§ **DOCUMENT PASSAGE**
_ _ _ _ _
Because rural America for most folks is out of sight, out of mind this human suffering and seething anger might as well be located on another planet, for as Dyer notes: "Now we have generations of people who don't even drive from one city to the next. Their understanding of rural America is that big flat area their plane flies over. And should they wonder what life is like down there, they figure it must be pretty good, because they've seen those TV commercials in which Archer Daniels Midland says its `feeding the world.'"


Speculating on when the public is going to realize and understand that what has been and is happening in rural America may simply be a harbinger for the rest of the country journalist Joel Dyer sees little hope.

"I believe that when the entire country starts to go to hell in a handbasket, you'll see some reforms. But not until then. That's what happened in the Great Depression: Roosevelt wasn't enlightened . . . he was terrified.  . .  Historian Howard Zinn is exactly right when he says the Depression could have brought down the government if the New Deal hadn't been put into place. Well, another New Deal won't happen right now because there are still too many people doing too well from the stock-market boom.

"But when," he adds, "the market collapses and takes with it the money of the schoolteachers and social workers and garbage collectors who've jumped in, tempted by the ungodly profits of the last few years, many more people will be feeling the harsh realities now felt by the poor, minorities and farmers."

In the meantime, however, our nation's family farmers will continue to be ignored, continue to be invisible to the consuming public.
_ _ _ _ _
§ **MATERIAL SUPPLIED**

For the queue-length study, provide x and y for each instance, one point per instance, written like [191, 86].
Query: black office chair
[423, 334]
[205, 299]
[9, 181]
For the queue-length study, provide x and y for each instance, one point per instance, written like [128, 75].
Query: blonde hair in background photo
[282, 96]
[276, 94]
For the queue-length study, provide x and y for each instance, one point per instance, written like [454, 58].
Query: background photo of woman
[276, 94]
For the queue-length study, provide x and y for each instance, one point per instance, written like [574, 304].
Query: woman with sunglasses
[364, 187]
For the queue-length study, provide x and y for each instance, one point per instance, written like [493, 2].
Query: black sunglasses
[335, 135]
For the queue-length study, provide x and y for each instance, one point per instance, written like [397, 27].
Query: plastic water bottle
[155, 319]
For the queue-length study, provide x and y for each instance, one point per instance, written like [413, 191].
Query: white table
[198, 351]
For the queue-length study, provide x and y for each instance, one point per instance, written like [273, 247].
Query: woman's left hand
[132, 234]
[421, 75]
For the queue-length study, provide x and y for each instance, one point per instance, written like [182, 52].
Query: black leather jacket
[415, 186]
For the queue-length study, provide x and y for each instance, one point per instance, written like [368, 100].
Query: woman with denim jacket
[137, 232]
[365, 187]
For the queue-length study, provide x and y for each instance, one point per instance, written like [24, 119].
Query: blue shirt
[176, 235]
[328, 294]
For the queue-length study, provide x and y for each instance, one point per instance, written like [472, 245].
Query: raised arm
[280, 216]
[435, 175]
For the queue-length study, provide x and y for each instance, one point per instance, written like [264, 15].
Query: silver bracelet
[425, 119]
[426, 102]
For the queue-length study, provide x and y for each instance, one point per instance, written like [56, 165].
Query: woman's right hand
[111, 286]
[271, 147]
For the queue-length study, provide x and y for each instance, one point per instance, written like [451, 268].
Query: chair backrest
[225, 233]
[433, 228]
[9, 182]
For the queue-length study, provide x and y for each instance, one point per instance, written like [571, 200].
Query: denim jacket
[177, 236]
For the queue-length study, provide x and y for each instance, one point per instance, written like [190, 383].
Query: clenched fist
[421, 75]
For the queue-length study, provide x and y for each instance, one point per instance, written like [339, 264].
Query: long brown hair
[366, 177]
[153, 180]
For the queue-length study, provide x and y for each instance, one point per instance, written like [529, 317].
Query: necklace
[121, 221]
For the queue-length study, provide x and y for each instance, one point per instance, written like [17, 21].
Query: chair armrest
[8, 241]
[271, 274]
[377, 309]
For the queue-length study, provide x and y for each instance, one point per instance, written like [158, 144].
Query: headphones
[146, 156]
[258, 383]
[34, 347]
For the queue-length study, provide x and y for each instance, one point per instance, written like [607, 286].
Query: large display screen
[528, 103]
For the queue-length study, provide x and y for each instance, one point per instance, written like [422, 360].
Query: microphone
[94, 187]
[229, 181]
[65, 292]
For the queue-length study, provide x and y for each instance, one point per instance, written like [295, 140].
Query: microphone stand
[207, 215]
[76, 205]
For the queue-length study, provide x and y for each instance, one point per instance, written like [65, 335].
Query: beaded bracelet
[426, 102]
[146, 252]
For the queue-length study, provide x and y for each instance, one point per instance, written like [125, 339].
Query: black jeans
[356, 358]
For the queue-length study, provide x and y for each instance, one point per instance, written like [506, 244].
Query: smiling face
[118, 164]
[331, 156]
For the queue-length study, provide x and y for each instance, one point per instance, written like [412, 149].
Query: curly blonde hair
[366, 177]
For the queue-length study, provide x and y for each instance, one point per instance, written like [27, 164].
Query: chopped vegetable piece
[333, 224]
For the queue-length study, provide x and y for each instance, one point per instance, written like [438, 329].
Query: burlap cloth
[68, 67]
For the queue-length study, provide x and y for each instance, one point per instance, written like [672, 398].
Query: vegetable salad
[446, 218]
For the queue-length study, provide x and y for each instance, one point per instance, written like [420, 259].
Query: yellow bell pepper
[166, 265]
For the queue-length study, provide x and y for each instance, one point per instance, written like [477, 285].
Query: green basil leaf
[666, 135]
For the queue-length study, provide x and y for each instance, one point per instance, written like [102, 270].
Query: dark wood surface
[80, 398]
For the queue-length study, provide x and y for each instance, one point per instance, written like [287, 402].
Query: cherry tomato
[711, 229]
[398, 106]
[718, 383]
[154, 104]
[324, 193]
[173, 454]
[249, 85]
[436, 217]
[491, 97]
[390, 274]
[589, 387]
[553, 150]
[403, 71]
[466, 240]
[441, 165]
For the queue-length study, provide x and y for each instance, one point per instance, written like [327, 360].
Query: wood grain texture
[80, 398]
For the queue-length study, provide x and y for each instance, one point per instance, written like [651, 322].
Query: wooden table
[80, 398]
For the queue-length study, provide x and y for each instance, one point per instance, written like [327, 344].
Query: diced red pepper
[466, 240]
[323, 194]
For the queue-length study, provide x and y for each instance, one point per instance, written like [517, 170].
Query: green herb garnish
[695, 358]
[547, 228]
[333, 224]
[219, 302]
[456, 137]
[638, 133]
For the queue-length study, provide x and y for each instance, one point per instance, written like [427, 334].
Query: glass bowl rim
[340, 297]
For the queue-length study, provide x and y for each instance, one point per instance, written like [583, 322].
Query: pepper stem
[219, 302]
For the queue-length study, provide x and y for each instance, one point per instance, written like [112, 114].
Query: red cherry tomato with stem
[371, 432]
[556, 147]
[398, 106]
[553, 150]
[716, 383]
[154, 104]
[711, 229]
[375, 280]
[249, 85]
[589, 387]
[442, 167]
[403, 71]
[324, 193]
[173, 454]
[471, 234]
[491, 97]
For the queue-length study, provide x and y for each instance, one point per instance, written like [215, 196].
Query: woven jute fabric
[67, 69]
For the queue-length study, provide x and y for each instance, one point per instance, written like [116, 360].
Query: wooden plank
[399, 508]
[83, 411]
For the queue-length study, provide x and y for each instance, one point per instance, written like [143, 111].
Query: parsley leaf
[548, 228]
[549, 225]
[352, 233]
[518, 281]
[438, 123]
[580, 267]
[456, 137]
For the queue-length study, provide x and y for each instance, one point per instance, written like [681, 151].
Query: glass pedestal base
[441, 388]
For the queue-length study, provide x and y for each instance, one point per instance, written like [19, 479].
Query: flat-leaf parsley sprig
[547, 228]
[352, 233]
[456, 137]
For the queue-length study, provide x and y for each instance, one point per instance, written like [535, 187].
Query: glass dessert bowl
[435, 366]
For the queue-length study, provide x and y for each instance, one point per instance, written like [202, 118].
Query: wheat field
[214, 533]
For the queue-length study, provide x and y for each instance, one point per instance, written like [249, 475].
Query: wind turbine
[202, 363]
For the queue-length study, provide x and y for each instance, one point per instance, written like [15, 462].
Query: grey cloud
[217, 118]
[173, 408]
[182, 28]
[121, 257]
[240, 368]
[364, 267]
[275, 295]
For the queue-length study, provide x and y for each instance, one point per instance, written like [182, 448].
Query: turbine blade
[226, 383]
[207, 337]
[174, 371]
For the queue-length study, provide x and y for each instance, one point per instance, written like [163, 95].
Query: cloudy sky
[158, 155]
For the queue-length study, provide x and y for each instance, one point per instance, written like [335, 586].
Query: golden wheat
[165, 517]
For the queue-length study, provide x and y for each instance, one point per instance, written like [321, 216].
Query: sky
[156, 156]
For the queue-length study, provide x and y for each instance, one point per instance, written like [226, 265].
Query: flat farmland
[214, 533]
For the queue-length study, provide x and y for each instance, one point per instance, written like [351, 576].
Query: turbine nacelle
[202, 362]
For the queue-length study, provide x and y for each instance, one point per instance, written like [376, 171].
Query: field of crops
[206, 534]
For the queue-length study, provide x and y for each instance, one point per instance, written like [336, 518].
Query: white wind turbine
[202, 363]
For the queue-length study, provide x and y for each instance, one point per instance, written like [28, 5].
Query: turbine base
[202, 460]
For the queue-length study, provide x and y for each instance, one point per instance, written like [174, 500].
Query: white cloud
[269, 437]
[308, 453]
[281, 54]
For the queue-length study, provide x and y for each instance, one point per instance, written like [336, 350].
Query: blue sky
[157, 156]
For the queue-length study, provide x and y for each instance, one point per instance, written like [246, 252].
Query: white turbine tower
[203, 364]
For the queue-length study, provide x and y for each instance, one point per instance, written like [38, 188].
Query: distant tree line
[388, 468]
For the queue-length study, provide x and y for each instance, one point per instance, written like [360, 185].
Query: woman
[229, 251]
_ _ _ _ _
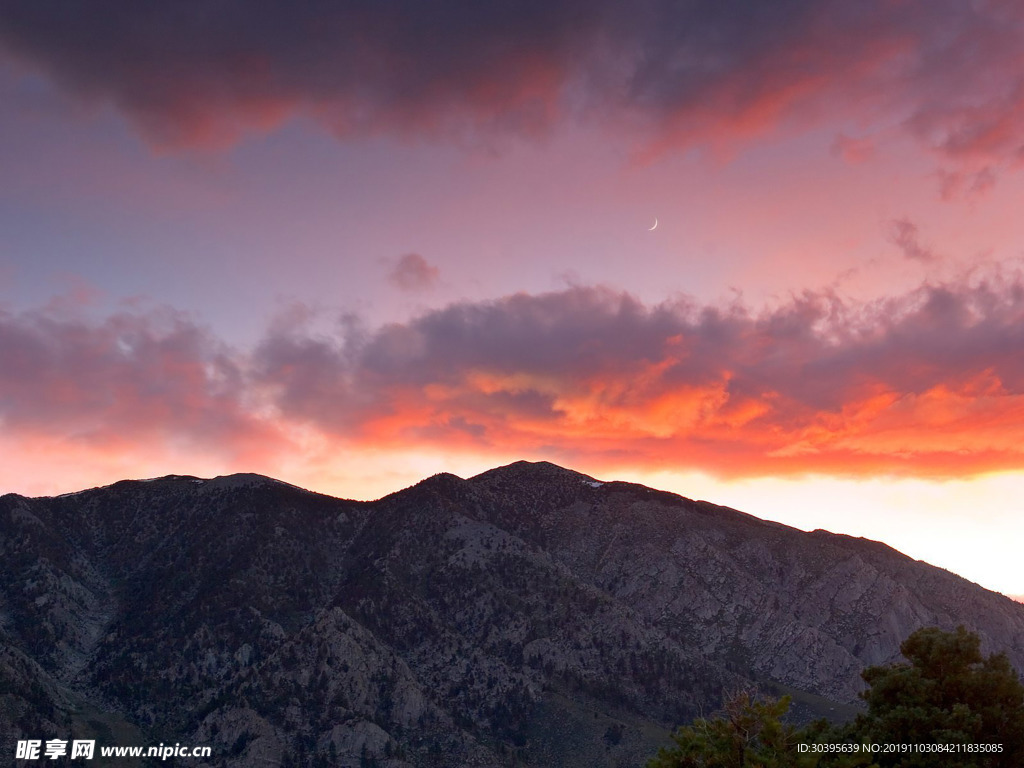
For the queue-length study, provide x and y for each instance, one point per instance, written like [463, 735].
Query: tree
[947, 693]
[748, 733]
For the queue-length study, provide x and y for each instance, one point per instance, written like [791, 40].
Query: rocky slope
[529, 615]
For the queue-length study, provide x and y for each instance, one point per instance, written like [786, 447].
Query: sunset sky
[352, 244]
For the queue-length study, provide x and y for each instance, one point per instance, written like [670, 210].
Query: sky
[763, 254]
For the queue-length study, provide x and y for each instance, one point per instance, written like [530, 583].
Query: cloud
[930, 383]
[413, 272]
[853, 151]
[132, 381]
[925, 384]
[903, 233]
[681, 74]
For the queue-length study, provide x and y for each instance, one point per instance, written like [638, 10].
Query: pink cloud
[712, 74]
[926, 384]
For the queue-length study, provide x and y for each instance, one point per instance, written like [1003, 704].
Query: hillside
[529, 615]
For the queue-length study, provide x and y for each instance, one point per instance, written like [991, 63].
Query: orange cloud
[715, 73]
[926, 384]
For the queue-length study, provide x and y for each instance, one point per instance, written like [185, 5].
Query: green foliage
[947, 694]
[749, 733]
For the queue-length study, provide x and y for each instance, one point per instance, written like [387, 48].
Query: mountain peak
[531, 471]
_ _ _ _ _
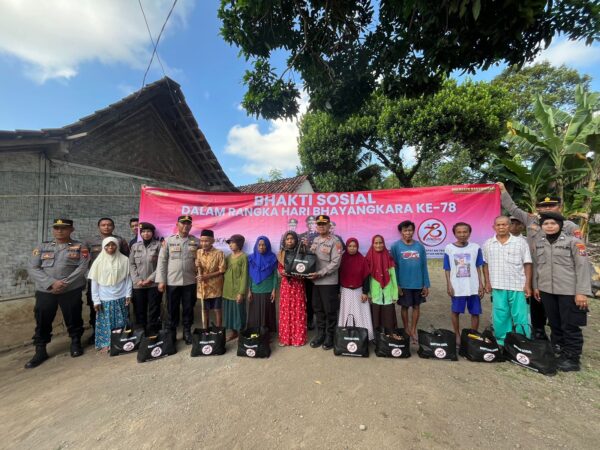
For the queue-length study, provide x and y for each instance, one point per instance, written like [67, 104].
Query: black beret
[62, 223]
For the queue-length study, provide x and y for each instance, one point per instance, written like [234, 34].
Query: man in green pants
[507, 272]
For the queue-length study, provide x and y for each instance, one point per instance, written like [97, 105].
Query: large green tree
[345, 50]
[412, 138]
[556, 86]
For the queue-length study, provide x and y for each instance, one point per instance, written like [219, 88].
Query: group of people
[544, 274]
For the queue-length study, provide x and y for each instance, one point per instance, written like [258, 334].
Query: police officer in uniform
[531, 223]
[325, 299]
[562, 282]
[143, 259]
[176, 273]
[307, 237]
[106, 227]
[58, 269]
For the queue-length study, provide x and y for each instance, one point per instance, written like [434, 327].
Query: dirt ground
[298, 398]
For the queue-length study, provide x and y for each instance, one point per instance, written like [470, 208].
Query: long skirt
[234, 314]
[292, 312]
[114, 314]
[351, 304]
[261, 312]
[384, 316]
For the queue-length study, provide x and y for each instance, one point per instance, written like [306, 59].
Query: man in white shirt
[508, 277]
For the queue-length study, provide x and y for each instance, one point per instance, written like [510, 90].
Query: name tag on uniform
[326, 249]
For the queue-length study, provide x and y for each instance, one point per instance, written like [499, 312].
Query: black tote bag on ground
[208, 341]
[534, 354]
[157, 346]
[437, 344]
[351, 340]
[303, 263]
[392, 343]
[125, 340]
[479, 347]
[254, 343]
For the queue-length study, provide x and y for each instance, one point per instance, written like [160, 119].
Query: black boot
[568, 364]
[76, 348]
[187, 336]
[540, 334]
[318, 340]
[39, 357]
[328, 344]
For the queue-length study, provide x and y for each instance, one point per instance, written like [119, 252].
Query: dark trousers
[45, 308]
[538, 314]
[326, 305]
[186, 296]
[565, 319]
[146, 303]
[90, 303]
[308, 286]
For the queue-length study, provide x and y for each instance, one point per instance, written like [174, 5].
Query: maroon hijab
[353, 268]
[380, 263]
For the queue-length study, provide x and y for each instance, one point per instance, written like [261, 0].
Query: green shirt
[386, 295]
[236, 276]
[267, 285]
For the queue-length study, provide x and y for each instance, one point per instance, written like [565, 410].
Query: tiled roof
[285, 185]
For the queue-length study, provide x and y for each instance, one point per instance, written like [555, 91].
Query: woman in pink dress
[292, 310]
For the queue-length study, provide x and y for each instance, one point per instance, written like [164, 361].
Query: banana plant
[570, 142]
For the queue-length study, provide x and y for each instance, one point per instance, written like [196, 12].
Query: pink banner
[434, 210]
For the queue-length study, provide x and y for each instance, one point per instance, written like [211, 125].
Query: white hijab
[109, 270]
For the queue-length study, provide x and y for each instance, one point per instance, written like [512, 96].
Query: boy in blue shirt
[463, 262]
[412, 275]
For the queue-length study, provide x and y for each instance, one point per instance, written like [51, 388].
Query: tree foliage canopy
_ _ _ _ _
§ **AIM OF THE TASK**
Please list every person named in the passage about rural America.

§ **SOLUTION TO THIS PROBLEM**
Joel Dyer, Roosevelt, Howard Zinn